Instruction ::
Extract word for word the lines that begin at the one containing "and blue uniform" and end with the final line of the entries below, including both of those lines.

Records provided ::

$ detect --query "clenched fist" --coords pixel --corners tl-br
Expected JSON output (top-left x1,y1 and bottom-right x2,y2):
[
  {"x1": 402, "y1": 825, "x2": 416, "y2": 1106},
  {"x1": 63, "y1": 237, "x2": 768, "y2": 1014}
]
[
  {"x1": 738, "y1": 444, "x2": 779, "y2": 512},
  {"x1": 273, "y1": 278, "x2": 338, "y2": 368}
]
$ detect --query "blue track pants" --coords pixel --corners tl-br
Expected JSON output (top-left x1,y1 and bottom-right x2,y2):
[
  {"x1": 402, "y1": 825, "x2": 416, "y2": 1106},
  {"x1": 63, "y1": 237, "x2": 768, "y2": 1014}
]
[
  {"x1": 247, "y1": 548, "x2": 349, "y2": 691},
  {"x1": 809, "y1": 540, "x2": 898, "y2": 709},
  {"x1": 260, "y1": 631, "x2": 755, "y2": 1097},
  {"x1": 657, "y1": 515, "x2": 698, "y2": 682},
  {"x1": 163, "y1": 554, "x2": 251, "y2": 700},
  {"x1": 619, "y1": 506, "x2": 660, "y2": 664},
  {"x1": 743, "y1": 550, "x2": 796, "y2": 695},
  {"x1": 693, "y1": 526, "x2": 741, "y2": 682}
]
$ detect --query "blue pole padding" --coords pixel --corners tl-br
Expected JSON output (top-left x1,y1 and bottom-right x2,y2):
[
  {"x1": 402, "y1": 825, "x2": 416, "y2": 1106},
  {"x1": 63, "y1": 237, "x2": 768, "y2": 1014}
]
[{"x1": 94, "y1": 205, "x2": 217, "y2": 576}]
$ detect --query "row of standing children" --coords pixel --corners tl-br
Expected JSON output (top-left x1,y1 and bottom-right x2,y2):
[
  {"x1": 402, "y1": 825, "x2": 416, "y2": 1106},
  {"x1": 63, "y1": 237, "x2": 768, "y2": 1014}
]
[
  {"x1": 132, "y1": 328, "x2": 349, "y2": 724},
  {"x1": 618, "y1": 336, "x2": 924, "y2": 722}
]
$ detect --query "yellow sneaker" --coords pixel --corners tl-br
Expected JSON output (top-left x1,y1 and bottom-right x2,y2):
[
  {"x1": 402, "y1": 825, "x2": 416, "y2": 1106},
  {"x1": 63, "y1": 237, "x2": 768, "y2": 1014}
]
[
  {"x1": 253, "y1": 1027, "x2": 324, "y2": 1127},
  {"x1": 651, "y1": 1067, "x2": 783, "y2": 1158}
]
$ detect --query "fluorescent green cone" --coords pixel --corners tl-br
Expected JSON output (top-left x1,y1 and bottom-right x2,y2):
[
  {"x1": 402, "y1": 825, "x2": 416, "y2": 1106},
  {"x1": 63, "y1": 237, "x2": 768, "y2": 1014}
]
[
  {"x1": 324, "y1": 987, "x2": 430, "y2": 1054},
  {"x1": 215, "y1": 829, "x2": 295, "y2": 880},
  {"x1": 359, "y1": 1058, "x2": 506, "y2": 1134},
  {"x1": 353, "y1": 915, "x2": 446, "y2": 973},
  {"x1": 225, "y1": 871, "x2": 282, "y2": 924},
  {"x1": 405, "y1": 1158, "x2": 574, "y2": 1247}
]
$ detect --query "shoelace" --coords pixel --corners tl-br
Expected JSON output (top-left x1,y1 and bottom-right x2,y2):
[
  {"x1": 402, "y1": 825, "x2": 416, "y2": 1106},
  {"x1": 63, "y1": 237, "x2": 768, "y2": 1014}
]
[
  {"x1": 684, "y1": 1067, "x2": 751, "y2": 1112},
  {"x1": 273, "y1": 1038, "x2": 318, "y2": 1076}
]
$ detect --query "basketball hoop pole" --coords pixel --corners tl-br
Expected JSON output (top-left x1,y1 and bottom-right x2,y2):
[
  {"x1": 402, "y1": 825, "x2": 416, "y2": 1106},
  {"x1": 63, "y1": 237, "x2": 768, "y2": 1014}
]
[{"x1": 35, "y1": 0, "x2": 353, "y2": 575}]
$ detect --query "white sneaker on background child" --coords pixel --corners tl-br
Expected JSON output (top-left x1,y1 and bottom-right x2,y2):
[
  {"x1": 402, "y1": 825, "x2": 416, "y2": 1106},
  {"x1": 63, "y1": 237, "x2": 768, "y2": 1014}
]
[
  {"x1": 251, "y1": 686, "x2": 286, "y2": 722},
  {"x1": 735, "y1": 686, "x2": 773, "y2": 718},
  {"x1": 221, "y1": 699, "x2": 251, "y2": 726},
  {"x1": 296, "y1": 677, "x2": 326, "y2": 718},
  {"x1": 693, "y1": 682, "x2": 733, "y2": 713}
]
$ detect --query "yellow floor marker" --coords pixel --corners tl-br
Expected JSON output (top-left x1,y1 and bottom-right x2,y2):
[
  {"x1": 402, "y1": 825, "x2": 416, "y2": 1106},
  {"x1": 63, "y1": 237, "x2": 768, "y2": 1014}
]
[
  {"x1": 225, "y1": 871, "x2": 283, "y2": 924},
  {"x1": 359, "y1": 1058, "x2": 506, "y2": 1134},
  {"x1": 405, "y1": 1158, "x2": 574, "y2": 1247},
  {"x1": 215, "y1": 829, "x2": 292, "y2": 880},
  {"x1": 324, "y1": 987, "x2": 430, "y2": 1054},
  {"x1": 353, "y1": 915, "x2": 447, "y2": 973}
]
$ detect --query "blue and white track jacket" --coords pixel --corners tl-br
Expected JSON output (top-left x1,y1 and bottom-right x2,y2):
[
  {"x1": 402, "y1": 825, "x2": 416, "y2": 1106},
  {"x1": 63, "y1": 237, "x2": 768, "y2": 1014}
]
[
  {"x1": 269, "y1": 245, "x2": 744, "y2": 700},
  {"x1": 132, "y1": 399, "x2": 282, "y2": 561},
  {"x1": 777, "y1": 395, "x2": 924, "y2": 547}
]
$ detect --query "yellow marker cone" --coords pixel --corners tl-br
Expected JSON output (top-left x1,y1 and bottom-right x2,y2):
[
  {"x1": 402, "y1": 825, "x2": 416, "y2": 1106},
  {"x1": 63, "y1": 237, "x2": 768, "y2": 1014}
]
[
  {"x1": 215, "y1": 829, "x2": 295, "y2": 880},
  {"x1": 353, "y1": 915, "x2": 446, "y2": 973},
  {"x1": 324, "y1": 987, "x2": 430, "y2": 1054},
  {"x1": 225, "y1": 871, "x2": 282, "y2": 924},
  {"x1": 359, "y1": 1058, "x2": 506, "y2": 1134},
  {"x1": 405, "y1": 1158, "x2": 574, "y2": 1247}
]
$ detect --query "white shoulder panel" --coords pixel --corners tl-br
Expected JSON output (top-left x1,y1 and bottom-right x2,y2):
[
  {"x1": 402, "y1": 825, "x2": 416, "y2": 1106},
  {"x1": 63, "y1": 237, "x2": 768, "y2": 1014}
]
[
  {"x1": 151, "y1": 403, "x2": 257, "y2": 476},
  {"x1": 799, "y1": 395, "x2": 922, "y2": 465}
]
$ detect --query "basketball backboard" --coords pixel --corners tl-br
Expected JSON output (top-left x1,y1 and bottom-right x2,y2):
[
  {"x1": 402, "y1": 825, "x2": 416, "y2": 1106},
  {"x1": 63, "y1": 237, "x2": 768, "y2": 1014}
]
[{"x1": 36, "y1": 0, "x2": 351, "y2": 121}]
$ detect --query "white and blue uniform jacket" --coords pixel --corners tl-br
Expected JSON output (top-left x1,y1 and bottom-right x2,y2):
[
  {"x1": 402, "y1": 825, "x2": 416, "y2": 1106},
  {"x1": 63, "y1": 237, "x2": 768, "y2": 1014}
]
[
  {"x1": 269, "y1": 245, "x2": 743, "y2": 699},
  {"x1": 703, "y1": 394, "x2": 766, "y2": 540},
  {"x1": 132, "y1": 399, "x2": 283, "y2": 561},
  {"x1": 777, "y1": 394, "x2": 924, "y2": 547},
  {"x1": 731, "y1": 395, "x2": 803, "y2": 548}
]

The output ::
$ detect --query "white and blue uniform jacket" --coords pixel --corners tl-br
Expected JSON output (top-left x1,y1 and bottom-right x2,y2):
[
  {"x1": 402, "y1": 825, "x2": 416, "y2": 1106},
  {"x1": 63, "y1": 237, "x2": 768, "y2": 1014}
]
[
  {"x1": 269, "y1": 245, "x2": 743, "y2": 699},
  {"x1": 703, "y1": 394, "x2": 766, "y2": 540},
  {"x1": 132, "y1": 399, "x2": 283, "y2": 561},
  {"x1": 777, "y1": 394, "x2": 924, "y2": 547},
  {"x1": 731, "y1": 395, "x2": 803, "y2": 548}
]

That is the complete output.